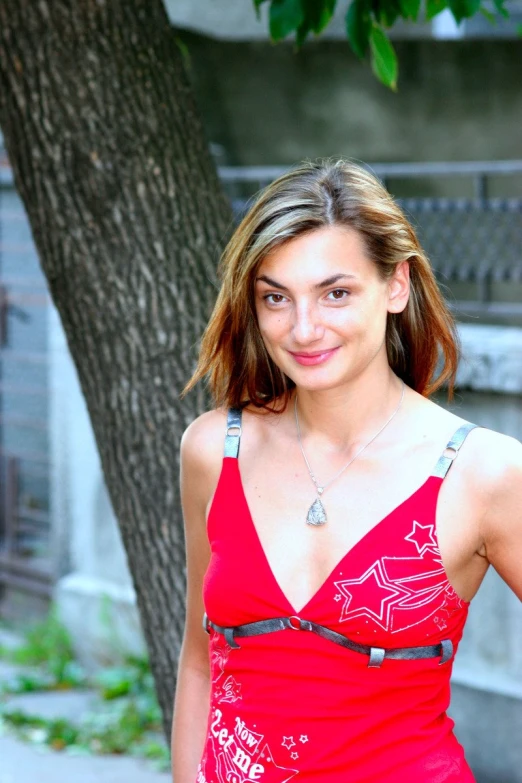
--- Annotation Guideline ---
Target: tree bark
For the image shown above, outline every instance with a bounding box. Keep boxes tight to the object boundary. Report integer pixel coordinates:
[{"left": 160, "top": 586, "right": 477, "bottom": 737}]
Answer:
[{"left": 0, "top": 0, "right": 232, "bottom": 736}]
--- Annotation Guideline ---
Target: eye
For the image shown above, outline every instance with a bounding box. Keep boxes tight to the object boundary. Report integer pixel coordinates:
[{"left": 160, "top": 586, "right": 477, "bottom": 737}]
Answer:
[
  {"left": 327, "top": 288, "right": 350, "bottom": 302},
  {"left": 263, "top": 294, "right": 285, "bottom": 304}
]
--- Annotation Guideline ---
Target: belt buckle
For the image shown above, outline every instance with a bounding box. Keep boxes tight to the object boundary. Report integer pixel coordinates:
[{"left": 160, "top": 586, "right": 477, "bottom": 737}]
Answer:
[{"left": 287, "top": 614, "right": 312, "bottom": 631}]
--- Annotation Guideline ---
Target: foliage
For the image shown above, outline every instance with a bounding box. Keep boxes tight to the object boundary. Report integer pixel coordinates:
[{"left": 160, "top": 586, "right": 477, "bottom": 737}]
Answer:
[
  {"left": 0, "top": 608, "right": 170, "bottom": 770},
  {"left": 0, "top": 605, "right": 85, "bottom": 693},
  {"left": 253, "top": 0, "right": 509, "bottom": 90}
]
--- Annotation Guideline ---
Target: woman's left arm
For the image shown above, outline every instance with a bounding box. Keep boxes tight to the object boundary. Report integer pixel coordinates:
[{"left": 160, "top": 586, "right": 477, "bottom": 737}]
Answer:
[{"left": 481, "top": 435, "right": 522, "bottom": 601}]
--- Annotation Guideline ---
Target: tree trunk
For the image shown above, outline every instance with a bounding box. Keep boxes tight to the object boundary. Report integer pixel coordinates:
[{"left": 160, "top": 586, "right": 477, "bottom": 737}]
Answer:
[{"left": 0, "top": 0, "right": 231, "bottom": 736}]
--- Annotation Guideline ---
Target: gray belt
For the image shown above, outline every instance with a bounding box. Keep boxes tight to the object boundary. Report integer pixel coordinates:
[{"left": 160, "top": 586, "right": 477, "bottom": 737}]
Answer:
[{"left": 203, "top": 612, "right": 453, "bottom": 666}]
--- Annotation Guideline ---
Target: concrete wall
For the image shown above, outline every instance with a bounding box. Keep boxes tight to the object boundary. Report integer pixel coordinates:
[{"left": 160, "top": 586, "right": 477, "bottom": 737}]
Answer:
[{"left": 181, "top": 33, "right": 522, "bottom": 195}]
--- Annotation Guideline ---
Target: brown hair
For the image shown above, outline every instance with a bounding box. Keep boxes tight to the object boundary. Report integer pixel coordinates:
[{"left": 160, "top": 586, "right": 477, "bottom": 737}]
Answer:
[{"left": 182, "top": 159, "right": 459, "bottom": 410}]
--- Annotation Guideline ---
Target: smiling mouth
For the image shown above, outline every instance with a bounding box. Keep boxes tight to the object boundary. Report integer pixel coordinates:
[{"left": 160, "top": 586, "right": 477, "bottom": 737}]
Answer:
[
  {"left": 289, "top": 346, "right": 339, "bottom": 365},
  {"left": 289, "top": 347, "right": 337, "bottom": 359}
]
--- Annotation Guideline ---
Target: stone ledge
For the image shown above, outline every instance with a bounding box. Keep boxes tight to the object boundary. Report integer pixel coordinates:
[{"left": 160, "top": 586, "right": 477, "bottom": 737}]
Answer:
[{"left": 450, "top": 324, "right": 522, "bottom": 394}]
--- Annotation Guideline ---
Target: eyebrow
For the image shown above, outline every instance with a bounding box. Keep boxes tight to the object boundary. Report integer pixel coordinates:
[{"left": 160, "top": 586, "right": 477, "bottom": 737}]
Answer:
[{"left": 256, "top": 273, "right": 357, "bottom": 291}]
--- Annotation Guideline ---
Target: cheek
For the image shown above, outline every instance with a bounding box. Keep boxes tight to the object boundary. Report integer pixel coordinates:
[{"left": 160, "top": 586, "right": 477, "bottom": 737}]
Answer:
[{"left": 257, "top": 310, "right": 286, "bottom": 340}]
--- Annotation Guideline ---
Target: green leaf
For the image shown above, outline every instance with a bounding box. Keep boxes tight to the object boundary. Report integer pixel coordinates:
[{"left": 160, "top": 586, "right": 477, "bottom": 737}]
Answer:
[
  {"left": 449, "top": 0, "right": 480, "bottom": 24},
  {"left": 254, "top": 0, "right": 265, "bottom": 19},
  {"left": 270, "top": 0, "right": 304, "bottom": 41},
  {"left": 346, "top": 0, "right": 372, "bottom": 60},
  {"left": 377, "top": 0, "right": 401, "bottom": 27},
  {"left": 295, "top": 19, "right": 311, "bottom": 49},
  {"left": 301, "top": 0, "right": 337, "bottom": 35},
  {"left": 493, "top": 0, "right": 509, "bottom": 19},
  {"left": 370, "top": 24, "right": 399, "bottom": 91},
  {"left": 426, "top": 0, "right": 448, "bottom": 22},
  {"left": 480, "top": 6, "right": 497, "bottom": 24},
  {"left": 400, "top": 0, "right": 421, "bottom": 21}
]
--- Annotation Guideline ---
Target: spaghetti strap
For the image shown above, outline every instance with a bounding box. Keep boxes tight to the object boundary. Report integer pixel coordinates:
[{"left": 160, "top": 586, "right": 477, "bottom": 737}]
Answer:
[
  {"left": 431, "top": 421, "right": 480, "bottom": 478},
  {"left": 224, "top": 408, "right": 242, "bottom": 459}
]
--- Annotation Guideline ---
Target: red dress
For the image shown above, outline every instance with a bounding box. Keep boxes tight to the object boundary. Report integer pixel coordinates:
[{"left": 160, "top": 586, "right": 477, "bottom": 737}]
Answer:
[{"left": 196, "top": 414, "right": 475, "bottom": 783}]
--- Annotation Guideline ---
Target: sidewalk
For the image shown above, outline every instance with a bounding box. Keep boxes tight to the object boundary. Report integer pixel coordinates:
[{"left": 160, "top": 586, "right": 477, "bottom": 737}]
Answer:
[{"left": 0, "top": 735, "right": 171, "bottom": 783}]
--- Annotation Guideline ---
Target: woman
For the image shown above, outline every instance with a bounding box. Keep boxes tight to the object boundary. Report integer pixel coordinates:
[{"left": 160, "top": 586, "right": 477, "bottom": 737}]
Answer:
[{"left": 172, "top": 160, "right": 522, "bottom": 783}]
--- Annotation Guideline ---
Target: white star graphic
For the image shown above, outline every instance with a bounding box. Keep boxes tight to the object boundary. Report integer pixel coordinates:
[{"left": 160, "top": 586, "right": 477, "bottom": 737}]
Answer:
[
  {"left": 404, "top": 519, "right": 438, "bottom": 555},
  {"left": 335, "top": 560, "right": 402, "bottom": 631}
]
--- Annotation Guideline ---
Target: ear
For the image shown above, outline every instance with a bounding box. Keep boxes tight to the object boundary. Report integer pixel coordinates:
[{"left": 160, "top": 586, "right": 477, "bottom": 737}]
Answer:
[{"left": 388, "top": 261, "right": 410, "bottom": 313}]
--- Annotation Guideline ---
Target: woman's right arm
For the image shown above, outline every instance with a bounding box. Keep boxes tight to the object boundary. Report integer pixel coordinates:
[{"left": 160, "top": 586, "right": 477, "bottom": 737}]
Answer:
[{"left": 171, "top": 411, "right": 225, "bottom": 783}]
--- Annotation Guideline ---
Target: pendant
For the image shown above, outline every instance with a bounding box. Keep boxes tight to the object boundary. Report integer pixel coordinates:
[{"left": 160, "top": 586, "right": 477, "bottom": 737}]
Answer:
[{"left": 306, "top": 498, "right": 326, "bottom": 526}]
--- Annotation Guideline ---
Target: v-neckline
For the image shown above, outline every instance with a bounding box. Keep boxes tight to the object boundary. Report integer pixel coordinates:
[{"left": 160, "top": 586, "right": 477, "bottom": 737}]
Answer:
[{"left": 229, "top": 457, "right": 438, "bottom": 617}]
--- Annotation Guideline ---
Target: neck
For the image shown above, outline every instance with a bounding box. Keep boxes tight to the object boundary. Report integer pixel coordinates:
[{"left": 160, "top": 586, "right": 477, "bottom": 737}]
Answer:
[{"left": 291, "top": 367, "right": 403, "bottom": 453}]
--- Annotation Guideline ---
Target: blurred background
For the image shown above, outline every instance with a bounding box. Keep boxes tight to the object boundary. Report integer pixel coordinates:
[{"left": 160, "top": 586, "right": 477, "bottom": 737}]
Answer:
[{"left": 0, "top": 0, "right": 522, "bottom": 783}]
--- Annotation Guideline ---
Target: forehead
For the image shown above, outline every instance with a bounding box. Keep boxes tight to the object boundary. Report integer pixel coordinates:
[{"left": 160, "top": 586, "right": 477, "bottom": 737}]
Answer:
[{"left": 257, "top": 226, "right": 370, "bottom": 283}]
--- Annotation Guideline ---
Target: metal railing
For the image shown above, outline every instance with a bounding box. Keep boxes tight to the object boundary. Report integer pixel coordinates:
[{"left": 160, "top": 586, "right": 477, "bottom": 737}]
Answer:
[{"left": 219, "top": 160, "right": 522, "bottom": 323}]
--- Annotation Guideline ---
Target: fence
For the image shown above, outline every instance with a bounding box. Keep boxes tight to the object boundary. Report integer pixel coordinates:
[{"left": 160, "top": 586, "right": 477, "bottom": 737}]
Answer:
[
  {"left": 0, "top": 158, "right": 522, "bottom": 595},
  {"left": 220, "top": 161, "right": 522, "bottom": 324}
]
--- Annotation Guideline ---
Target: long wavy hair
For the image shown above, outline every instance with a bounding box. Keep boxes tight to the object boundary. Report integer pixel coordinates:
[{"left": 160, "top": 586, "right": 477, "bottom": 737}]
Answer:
[{"left": 182, "top": 159, "right": 459, "bottom": 412}]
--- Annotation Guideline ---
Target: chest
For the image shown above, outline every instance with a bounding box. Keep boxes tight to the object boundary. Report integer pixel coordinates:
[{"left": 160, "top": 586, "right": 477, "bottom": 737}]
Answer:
[{"left": 231, "top": 440, "right": 477, "bottom": 607}]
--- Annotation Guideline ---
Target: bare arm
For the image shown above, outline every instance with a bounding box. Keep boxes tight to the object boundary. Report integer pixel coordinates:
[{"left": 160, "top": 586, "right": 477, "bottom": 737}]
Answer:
[
  {"left": 171, "top": 411, "right": 224, "bottom": 783},
  {"left": 482, "top": 435, "right": 522, "bottom": 601}
]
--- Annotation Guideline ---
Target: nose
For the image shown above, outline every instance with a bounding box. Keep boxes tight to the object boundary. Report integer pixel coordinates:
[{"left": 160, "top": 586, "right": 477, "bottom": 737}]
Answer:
[{"left": 292, "top": 302, "right": 323, "bottom": 345}]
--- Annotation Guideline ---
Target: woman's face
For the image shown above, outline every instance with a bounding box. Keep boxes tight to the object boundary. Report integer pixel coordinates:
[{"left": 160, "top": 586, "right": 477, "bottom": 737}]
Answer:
[{"left": 255, "top": 226, "right": 409, "bottom": 391}]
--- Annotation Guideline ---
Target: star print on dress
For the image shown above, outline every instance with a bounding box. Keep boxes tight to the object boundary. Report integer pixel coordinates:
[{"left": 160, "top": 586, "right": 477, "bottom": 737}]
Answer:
[
  {"left": 208, "top": 707, "right": 299, "bottom": 783},
  {"left": 404, "top": 519, "right": 438, "bottom": 557},
  {"left": 335, "top": 560, "right": 408, "bottom": 630},
  {"left": 214, "top": 674, "right": 242, "bottom": 704}
]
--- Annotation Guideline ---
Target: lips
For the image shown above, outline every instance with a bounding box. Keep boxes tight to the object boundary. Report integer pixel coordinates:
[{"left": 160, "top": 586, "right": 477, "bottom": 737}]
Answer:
[{"left": 289, "top": 348, "right": 338, "bottom": 365}]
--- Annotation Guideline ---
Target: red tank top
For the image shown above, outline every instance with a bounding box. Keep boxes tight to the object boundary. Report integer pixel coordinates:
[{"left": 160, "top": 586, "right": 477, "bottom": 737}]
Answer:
[{"left": 196, "top": 419, "right": 474, "bottom": 783}]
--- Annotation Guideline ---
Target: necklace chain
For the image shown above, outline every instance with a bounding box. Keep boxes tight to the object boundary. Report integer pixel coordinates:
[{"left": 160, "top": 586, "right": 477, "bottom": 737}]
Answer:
[{"left": 294, "top": 381, "right": 405, "bottom": 495}]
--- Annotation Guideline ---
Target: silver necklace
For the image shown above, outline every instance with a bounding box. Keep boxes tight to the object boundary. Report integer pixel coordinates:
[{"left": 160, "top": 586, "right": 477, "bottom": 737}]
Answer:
[{"left": 294, "top": 381, "right": 405, "bottom": 526}]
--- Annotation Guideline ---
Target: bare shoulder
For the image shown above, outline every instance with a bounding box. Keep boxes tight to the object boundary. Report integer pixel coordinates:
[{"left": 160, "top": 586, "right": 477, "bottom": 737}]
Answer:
[
  {"left": 469, "top": 427, "right": 522, "bottom": 494},
  {"left": 180, "top": 409, "right": 226, "bottom": 506},
  {"left": 181, "top": 409, "right": 227, "bottom": 463}
]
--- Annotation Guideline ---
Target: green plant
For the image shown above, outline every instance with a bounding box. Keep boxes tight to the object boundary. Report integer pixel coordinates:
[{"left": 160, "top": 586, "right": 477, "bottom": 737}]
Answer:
[{"left": 0, "top": 604, "right": 85, "bottom": 692}]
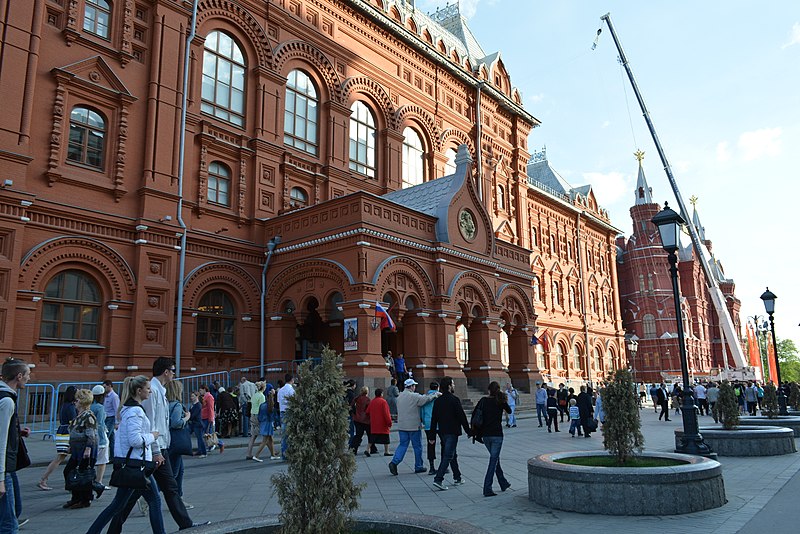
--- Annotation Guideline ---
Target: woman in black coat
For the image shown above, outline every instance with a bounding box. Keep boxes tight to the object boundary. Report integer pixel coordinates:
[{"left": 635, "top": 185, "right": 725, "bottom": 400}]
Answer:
[{"left": 577, "top": 386, "right": 594, "bottom": 438}]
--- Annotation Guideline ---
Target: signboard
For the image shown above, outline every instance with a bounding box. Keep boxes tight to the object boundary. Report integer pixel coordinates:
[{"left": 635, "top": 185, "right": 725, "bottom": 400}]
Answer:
[{"left": 344, "top": 318, "right": 358, "bottom": 350}]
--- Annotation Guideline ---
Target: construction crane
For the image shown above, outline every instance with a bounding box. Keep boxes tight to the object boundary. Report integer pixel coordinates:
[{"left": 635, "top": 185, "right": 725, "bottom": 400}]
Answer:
[{"left": 592, "top": 13, "right": 749, "bottom": 368}]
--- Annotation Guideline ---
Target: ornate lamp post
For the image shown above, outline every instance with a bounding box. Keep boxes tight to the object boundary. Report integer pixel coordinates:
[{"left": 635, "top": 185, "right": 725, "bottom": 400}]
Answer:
[
  {"left": 652, "top": 203, "right": 713, "bottom": 456},
  {"left": 761, "top": 288, "right": 789, "bottom": 415}
]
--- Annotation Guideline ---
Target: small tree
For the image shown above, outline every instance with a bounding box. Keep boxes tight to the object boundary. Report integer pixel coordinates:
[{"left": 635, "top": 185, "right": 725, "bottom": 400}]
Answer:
[
  {"left": 714, "top": 380, "right": 739, "bottom": 430},
  {"left": 761, "top": 384, "right": 779, "bottom": 419},
  {"left": 272, "top": 347, "right": 363, "bottom": 534},
  {"left": 789, "top": 382, "right": 800, "bottom": 410},
  {"left": 600, "top": 369, "right": 644, "bottom": 465}
]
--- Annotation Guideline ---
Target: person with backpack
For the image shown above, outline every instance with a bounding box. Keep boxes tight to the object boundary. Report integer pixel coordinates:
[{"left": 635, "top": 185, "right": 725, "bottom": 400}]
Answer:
[{"left": 476, "top": 382, "right": 512, "bottom": 497}]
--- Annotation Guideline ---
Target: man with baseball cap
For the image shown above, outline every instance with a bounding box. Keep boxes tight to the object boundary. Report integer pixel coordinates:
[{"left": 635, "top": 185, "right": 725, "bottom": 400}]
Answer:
[{"left": 389, "top": 378, "right": 440, "bottom": 475}]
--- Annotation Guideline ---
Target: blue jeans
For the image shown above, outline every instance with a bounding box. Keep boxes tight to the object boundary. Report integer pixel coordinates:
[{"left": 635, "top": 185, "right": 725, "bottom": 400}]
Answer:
[
  {"left": 483, "top": 436, "right": 511, "bottom": 495},
  {"left": 86, "top": 482, "right": 164, "bottom": 534},
  {"left": 0, "top": 473, "right": 19, "bottom": 534},
  {"left": 434, "top": 434, "right": 461, "bottom": 483},
  {"left": 536, "top": 402, "right": 547, "bottom": 426},
  {"left": 392, "top": 430, "right": 423, "bottom": 470}
]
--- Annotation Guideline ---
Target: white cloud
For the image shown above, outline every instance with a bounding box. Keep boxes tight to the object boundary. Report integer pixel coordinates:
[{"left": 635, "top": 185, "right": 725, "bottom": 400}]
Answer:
[
  {"left": 739, "top": 128, "right": 783, "bottom": 161},
  {"left": 717, "top": 141, "right": 731, "bottom": 163},
  {"left": 583, "top": 171, "right": 633, "bottom": 207},
  {"left": 781, "top": 22, "right": 800, "bottom": 48}
]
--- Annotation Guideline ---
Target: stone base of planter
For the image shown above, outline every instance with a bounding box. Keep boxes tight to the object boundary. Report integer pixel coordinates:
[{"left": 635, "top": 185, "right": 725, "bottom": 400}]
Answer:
[
  {"left": 739, "top": 415, "right": 800, "bottom": 438},
  {"left": 177, "top": 512, "right": 489, "bottom": 534},
  {"left": 675, "top": 425, "right": 797, "bottom": 456},
  {"left": 528, "top": 451, "right": 727, "bottom": 515}
]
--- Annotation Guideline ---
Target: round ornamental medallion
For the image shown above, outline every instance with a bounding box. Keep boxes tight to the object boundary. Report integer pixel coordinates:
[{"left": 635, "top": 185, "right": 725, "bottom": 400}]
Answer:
[{"left": 458, "top": 208, "right": 478, "bottom": 241}]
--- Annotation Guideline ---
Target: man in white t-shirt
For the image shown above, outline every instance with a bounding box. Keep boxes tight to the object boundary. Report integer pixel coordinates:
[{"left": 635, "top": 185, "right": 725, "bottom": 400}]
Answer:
[{"left": 278, "top": 373, "right": 294, "bottom": 460}]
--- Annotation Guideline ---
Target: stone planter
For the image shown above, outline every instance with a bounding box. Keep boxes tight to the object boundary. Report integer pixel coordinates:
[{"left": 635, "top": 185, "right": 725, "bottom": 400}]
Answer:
[
  {"left": 739, "top": 415, "right": 800, "bottom": 438},
  {"left": 528, "top": 451, "right": 726, "bottom": 515},
  {"left": 675, "top": 425, "right": 797, "bottom": 456},
  {"left": 182, "top": 512, "right": 489, "bottom": 534}
]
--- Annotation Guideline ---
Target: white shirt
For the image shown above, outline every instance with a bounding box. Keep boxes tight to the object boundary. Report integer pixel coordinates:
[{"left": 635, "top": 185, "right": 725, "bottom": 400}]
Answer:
[
  {"left": 142, "top": 377, "right": 170, "bottom": 455},
  {"left": 278, "top": 384, "right": 294, "bottom": 413}
]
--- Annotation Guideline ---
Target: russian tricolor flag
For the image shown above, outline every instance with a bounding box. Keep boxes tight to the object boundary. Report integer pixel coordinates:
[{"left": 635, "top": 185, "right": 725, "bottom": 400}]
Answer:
[{"left": 375, "top": 302, "right": 397, "bottom": 332}]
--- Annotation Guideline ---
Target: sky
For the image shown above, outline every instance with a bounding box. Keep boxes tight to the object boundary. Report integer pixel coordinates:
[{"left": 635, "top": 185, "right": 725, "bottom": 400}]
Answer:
[{"left": 416, "top": 0, "right": 800, "bottom": 346}]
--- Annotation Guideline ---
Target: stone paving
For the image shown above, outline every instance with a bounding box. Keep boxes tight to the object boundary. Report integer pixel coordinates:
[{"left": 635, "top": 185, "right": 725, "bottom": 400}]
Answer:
[{"left": 14, "top": 409, "right": 800, "bottom": 534}]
--------------------
§ WHAT THE TASK ASKS:
Pull out each line of the records above that contains the word "tree".

§ COMPLETED EXERCISE:
Target: tree bark
Target: tree trunk
Target: small tree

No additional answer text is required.